PROVIDED ENTRIES:
________________________

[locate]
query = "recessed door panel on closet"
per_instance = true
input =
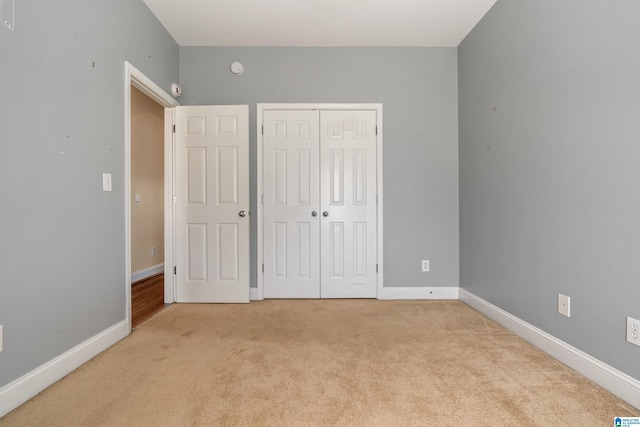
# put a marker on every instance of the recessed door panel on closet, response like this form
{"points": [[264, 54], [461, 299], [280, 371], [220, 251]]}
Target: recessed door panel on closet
{"points": [[319, 203]]}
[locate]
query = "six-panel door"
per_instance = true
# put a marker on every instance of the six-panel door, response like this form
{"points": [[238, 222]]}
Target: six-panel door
{"points": [[292, 203], [348, 200], [212, 203]]}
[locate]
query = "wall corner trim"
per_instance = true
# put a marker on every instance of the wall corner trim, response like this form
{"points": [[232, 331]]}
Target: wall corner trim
{"points": [[24, 388], [622, 385], [418, 292]]}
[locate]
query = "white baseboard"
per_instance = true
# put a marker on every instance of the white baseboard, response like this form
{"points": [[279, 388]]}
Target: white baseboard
{"points": [[618, 383], [147, 272], [418, 293], [254, 294], [19, 391]]}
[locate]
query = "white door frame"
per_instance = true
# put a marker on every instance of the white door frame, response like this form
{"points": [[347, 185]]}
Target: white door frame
{"points": [[133, 77], [259, 295]]}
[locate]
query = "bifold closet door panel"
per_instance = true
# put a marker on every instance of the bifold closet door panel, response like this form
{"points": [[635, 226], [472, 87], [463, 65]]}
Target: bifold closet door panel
{"points": [[291, 204], [348, 203]]}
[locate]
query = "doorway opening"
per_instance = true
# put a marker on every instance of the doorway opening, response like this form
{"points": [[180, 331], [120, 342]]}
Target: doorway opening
{"points": [[147, 207], [156, 253]]}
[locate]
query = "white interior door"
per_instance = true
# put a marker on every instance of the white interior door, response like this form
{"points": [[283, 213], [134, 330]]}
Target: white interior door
{"points": [[212, 203], [291, 200], [319, 204], [348, 201]]}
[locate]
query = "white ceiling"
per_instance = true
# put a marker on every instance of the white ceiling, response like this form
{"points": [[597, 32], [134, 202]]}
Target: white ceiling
{"points": [[319, 22]]}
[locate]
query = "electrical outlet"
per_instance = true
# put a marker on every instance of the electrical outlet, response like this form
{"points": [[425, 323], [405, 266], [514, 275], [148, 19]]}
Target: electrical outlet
{"points": [[106, 182], [564, 305], [633, 331]]}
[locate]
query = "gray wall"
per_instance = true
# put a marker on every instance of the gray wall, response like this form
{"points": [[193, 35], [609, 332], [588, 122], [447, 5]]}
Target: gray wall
{"points": [[550, 168], [418, 87], [62, 239]]}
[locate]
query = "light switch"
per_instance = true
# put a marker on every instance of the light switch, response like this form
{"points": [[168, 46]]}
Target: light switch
{"points": [[106, 182]]}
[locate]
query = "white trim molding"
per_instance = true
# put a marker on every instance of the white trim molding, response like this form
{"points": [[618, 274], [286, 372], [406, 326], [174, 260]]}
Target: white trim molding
{"points": [[391, 293], [19, 391], [609, 378], [254, 295], [147, 272]]}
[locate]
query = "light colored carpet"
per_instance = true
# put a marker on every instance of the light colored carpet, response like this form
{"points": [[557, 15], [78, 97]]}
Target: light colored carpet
{"points": [[322, 362]]}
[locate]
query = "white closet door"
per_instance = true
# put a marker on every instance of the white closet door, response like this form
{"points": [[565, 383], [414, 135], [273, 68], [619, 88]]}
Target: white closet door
{"points": [[291, 204], [212, 203], [348, 204]]}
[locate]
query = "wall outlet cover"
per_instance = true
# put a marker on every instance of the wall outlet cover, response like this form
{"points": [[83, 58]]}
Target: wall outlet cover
{"points": [[564, 305], [633, 331]]}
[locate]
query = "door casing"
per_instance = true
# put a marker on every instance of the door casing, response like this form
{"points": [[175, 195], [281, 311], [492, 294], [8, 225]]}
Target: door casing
{"points": [[258, 294]]}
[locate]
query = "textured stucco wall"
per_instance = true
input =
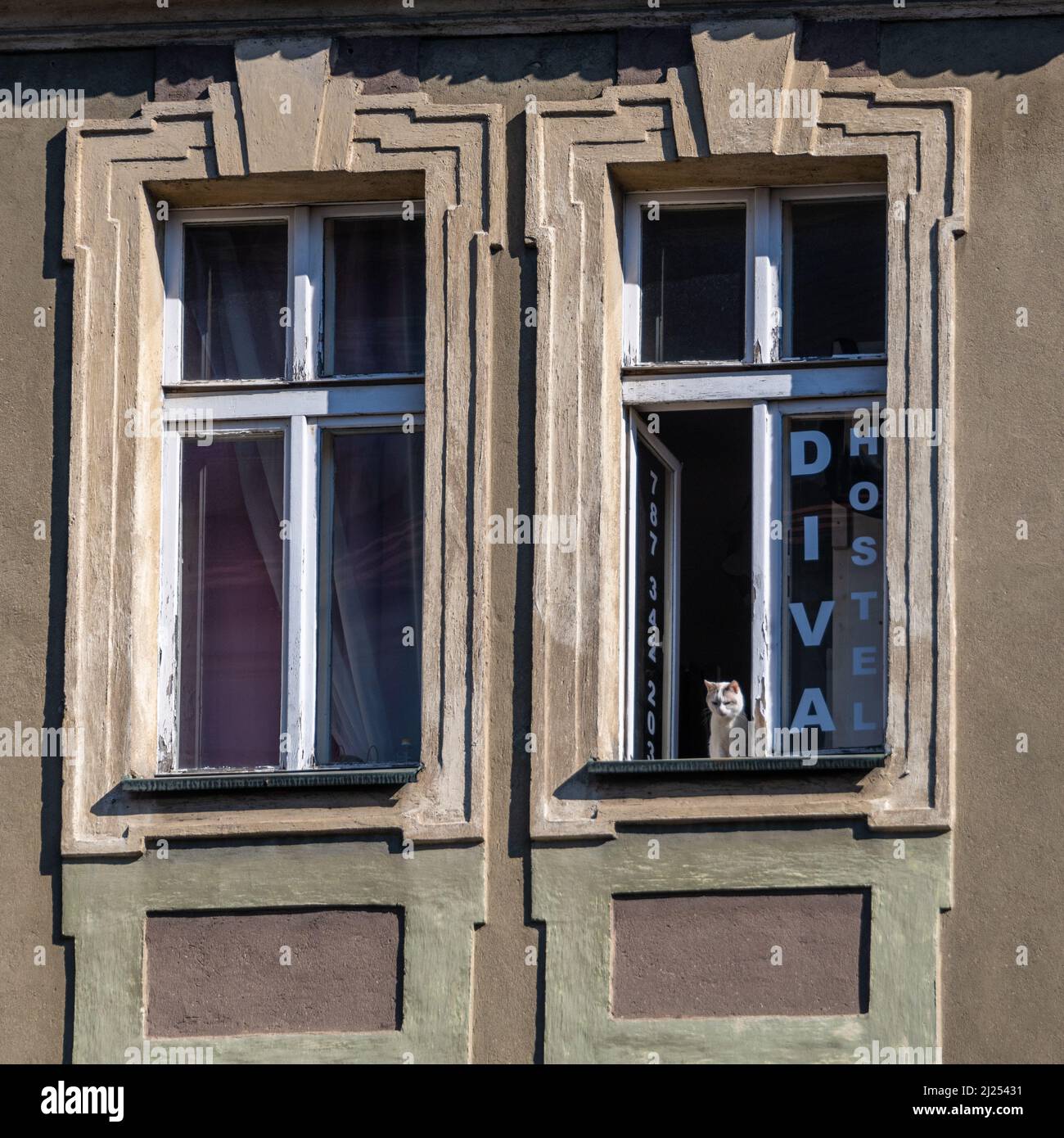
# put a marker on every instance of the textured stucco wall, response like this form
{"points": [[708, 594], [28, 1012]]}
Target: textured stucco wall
{"points": [[34, 457], [239, 973], [1009, 408], [741, 954], [1008, 857]]}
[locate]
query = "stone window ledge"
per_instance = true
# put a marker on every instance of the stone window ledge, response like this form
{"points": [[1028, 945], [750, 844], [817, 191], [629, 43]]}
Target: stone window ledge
{"points": [[272, 779]]}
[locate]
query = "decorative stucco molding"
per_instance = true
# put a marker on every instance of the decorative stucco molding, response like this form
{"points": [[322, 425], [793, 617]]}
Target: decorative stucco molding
{"points": [[577, 160], [242, 140]]}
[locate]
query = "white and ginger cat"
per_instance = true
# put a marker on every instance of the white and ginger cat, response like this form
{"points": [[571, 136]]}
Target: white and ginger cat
{"points": [[725, 702]]}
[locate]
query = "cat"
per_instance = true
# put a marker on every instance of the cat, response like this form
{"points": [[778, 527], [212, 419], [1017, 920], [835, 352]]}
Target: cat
{"points": [[725, 702]]}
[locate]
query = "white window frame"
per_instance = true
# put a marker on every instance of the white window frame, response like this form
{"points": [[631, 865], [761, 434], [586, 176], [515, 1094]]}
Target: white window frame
{"points": [[770, 388], [302, 410]]}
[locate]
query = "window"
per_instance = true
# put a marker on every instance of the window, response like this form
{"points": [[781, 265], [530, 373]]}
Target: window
{"points": [[294, 478], [755, 330]]}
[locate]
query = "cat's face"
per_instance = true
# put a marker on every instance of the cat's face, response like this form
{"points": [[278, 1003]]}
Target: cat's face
{"points": [[724, 699]]}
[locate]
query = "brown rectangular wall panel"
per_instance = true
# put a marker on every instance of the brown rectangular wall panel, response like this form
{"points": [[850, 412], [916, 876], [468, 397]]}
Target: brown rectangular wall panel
{"points": [[221, 973], [711, 954]]}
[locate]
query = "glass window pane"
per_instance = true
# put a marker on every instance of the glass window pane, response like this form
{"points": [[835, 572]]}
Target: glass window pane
{"points": [[232, 495], [236, 285], [838, 277], [373, 591], [375, 295], [834, 603], [653, 600], [693, 280], [700, 469]]}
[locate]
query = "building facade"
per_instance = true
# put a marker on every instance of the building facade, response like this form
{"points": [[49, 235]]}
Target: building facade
{"points": [[533, 533]]}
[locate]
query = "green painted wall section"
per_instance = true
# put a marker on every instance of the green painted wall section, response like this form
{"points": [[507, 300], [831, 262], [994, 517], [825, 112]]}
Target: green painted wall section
{"points": [[440, 889], [573, 887]]}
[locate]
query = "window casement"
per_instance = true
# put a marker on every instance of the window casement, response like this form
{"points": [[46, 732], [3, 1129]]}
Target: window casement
{"points": [[754, 358], [293, 489]]}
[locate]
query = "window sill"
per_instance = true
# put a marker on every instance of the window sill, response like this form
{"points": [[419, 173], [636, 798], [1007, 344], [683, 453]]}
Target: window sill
{"points": [[667, 767], [272, 779]]}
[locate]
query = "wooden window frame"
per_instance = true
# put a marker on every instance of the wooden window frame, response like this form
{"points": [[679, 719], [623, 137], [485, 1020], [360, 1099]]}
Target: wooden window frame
{"points": [[302, 409], [773, 390]]}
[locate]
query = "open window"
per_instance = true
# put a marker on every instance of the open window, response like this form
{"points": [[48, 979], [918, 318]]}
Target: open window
{"points": [[755, 330], [293, 490]]}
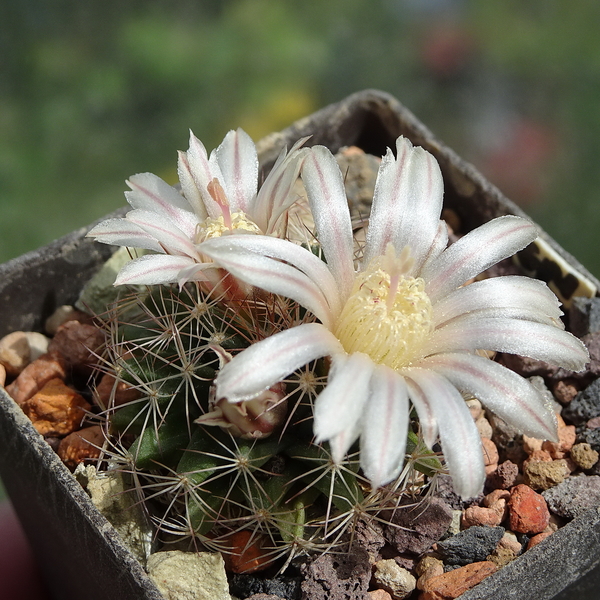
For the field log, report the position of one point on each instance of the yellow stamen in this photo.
(388, 315)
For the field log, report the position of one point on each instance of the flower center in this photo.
(217, 227)
(388, 314)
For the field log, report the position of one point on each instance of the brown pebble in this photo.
(566, 438)
(35, 376)
(81, 446)
(505, 476)
(479, 515)
(452, 584)
(78, 343)
(536, 539)
(528, 511)
(56, 409)
(110, 393)
(584, 456)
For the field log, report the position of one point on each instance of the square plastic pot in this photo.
(81, 555)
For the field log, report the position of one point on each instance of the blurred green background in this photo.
(92, 92)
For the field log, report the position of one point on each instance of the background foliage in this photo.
(92, 92)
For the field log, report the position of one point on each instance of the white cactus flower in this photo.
(404, 327)
(219, 195)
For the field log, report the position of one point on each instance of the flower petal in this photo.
(168, 235)
(152, 269)
(195, 173)
(501, 390)
(339, 406)
(384, 427)
(407, 203)
(121, 232)
(460, 439)
(237, 159)
(267, 362)
(535, 340)
(514, 291)
(269, 274)
(151, 193)
(325, 189)
(476, 252)
(279, 249)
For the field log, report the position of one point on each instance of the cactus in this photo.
(205, 474)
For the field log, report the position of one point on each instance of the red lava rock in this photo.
(110, 393)
(528, 511)
(56, 409)
(452, 584)
(536, 539)
(35, 376)
(81, 446)
(79, 344)
(566, 438)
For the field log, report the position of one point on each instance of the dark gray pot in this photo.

________________________

STATED EXERCISE: Nothing but the lines from the line with "flower in this photo." to the last line of the listing above should appear; please retype them exactly, both ends included.

RESULT:
For the field log, report the position of one point on each instance of the white cactus flower in this photo.
(404, 327)
(219, 195)
For the field log, report the position of one point on each instance of the flower petal in this photo.
(168, 235)
(152, 269)
(195, 173)
(501, 390)
(339, 406)
(384, 427)
(407, 203)
(121, 232)
(460, 439)
(237, 159)
(267, 362)
(535, 340)
(514, 291)
(269, 274)
(151, 193)
(325, 189)
(476, 252)
(279, 249)
For the field log, report the position of one point on each instance of the cactus in this photo.
(205, 474)
For the field log, report the position of one point on each instance of the red lava rock in this photo.
(110, 393)
(528, 511)
(56, 409)
(452, 584)
(536, 539)
(35, 376)
(81, 446)
(79, 344)
(566, 438)
For the field log, report the position of one point on each instance of the dark gray pot in this photo.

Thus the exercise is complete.